• _Task instructions_
1 - Name every Python module that the code in the Bayesian modeling excerpt below imports.
2 - Collect each line of the listing below that contains the string "golden". The match is case-sensitive.

• _Supplied passage_
## begin

Much of today's content is gotten from the [SESYNC Workshop](https://www.sesync.org/opportunities/research-short-courses/bayesian-modeling-for-socio-environmental-data) on Bayesian modeling

Last time we had a whirlwind of probability and statistics ideas. This time, we'll slow down and look at some interesting applications of Bayes' theorem.

**Lab Review**

After we see how to do maximum likelihood estimation, you will be *theoretically* equipped to do maximum likelihood estimation on the Weibull distribution.

In [1]:
import pandas as pd
# Loading the data
df = pd.read_csv('distroCSV.csv')
distro1 = df['distro1']
distro2 = df['distro2']
distro3 = df['distro3']
distro4 = df['distro4']

In [3]:
# Thanks to Fangzhi for the 'solutions' below.
# (Some edits are necessary - demonstration purposes only)
import math
import numpy as np
from scipy.optimize import fsolve

d1_std, d2_var, d3_std, d4_var = (np.std(np.array(distro1)),
                               np.var(np.array(distro2)),
                               np.std(np.array(distro3)),
                               np.var(np.array(distro4)))

## end

(Lines of data)

## begin

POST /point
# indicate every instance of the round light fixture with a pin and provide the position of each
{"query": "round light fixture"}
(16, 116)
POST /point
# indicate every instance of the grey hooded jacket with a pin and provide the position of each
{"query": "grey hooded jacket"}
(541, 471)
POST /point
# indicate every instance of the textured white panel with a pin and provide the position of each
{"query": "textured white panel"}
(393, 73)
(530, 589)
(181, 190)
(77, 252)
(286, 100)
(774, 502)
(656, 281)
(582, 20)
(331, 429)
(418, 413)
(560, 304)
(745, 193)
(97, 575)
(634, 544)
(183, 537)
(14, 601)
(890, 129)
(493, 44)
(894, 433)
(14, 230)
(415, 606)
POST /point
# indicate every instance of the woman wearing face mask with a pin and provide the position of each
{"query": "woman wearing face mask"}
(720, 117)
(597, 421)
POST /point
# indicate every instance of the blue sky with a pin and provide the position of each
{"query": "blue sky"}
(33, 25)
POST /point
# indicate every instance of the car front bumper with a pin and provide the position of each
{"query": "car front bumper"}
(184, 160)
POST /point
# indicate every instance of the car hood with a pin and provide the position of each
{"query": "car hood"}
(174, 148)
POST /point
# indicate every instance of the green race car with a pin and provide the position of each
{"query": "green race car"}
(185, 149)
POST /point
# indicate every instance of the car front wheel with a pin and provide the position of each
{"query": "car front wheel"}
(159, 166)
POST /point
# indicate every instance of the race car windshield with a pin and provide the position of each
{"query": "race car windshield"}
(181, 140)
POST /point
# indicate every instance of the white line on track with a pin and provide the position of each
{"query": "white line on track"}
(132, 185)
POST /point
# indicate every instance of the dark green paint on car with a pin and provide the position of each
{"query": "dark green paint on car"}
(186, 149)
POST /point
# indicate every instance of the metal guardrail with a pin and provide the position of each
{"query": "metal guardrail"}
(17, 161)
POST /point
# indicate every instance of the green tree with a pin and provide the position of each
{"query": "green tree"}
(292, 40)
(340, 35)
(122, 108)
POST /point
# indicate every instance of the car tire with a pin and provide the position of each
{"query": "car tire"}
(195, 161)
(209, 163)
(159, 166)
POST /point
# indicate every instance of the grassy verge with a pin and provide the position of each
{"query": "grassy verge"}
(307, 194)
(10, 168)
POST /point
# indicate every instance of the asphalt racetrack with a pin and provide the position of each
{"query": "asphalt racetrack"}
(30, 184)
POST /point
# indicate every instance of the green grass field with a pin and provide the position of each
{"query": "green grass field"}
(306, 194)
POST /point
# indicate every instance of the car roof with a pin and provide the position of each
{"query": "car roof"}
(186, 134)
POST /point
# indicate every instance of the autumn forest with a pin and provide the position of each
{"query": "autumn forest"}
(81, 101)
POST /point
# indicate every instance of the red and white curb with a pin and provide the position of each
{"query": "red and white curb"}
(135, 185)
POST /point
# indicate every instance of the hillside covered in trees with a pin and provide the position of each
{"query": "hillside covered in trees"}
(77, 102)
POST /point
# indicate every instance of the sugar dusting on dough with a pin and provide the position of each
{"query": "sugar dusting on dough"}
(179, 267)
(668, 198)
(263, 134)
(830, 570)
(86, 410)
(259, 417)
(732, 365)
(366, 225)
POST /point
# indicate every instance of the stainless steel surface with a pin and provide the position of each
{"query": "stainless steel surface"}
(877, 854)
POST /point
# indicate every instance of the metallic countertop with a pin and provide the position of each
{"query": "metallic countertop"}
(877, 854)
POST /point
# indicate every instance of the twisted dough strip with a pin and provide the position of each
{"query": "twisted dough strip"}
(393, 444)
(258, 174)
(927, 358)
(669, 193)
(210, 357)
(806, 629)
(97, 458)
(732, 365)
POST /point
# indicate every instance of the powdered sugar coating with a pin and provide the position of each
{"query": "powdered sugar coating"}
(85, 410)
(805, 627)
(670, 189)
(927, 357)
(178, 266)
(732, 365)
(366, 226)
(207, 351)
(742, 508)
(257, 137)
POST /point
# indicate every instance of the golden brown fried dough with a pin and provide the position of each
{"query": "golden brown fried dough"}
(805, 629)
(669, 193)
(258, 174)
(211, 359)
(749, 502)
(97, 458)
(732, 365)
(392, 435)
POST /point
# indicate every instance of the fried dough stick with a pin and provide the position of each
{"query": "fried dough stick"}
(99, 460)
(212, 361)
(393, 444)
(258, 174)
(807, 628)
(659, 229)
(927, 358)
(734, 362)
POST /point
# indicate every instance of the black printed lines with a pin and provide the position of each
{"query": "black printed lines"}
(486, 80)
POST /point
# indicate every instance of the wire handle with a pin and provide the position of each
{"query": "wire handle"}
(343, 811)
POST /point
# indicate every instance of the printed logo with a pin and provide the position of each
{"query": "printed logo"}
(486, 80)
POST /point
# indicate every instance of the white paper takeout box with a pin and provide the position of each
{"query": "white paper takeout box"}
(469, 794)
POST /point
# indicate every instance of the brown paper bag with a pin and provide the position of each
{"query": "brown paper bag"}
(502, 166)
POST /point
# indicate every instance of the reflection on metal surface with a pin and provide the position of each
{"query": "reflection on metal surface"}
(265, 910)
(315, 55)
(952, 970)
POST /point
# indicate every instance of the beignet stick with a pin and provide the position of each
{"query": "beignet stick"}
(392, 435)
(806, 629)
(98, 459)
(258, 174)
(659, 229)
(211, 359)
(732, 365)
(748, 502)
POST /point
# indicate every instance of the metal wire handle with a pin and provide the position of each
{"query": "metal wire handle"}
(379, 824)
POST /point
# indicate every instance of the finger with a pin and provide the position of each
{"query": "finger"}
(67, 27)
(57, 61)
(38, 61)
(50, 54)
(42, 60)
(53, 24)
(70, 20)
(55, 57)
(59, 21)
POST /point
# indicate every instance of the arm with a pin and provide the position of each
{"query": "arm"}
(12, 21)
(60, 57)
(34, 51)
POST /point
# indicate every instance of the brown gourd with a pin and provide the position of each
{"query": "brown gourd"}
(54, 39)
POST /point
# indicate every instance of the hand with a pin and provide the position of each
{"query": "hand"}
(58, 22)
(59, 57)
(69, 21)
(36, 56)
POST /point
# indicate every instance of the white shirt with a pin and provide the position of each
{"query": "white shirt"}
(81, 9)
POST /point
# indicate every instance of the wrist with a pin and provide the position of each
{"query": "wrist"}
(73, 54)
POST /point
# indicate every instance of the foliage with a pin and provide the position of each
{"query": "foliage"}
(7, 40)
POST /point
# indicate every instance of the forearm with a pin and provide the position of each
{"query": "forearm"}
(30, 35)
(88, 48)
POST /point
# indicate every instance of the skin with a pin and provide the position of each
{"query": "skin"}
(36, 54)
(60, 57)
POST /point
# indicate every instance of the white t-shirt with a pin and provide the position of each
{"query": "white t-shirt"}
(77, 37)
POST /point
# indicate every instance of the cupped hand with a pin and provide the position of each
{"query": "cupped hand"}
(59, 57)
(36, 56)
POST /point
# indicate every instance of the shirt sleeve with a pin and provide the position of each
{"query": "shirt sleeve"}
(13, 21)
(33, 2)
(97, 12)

## end

• _Answers provided_
1 - pandas, math, numpy, scipy.optimize

2 -
# indicate every instance of the golden brown fried dough with a pin and provide the position of each
{"query": "golden brown fried dough"}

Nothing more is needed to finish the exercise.